DESCRIPTION OF THE TASK: Lay out the records below as a Markdown table with the columns n and Line, numbering each row and leaving out blank lines. Begin at the line that contains "</instance>" and continue through the end of the records.

[Dataset excerpts]
━━━━━━━━━━━━━━━━━━━━━━━━━━━━━━

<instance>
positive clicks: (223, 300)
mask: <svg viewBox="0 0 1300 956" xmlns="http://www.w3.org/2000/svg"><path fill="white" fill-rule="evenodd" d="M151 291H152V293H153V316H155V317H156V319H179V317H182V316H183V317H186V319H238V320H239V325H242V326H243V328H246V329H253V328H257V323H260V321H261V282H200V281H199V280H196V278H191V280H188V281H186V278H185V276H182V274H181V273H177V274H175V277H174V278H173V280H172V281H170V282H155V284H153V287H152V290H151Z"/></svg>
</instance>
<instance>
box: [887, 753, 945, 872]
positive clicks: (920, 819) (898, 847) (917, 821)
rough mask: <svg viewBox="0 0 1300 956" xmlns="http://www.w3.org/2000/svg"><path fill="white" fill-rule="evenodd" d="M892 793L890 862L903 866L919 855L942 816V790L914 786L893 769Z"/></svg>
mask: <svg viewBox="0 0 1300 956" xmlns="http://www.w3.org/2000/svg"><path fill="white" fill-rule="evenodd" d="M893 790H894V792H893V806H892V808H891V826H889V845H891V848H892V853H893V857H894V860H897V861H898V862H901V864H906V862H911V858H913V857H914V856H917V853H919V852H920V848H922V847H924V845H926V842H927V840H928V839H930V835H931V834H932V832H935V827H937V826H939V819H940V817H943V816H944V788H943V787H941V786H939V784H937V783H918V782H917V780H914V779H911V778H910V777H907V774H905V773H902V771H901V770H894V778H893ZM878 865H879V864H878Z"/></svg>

━━━━━━━━━━━━━━━━━━━━━━━━━━━━━━

ANSWER TO THE EXERCISE:
| n | Line |
|---|---|
| 1 | </instance> |
| 2 | <instance> |
| 3 | box: [887, 753, 945, 872] |
| 4 | positive clicks: (920, 819) (898, 847) (917, 821) |
| 5 | rough mask: <svg viewBox="0 0 1300 956" xmlns="http://www.w3.org/2000/svg"><path fill="white" fill-rule="evenodd" d="M892 793L890 862L903 866L919 855L942 816V790L914 786L893 769Z"/></svg> |
| 6 | mask: <svg viewBox="0 0 1300 956" xmlns="http://www.w3.org/2000/svg"><path fill="white" fill-rule="evenodd" d="M893 790H894V792H893V806H892V808H891V826H889V845H891V848H892V853H893V857H894V860H897V861H898V862H901V864H906V862H911V858H913V857H914V856H917V853H919V852H920V848H922V847H924V845H926V842H927V840H928V839H930V835H931V834H932V832H935V827H937V826H939V819H940V817H943V816H944V788H943V787H941V786H939V784H937V783H918V782H917V780H914V779H911V778H910V777H907V774H905V773H902V771H901V770H894V778H893ZM878 865H879V864H878Z"/></svg> |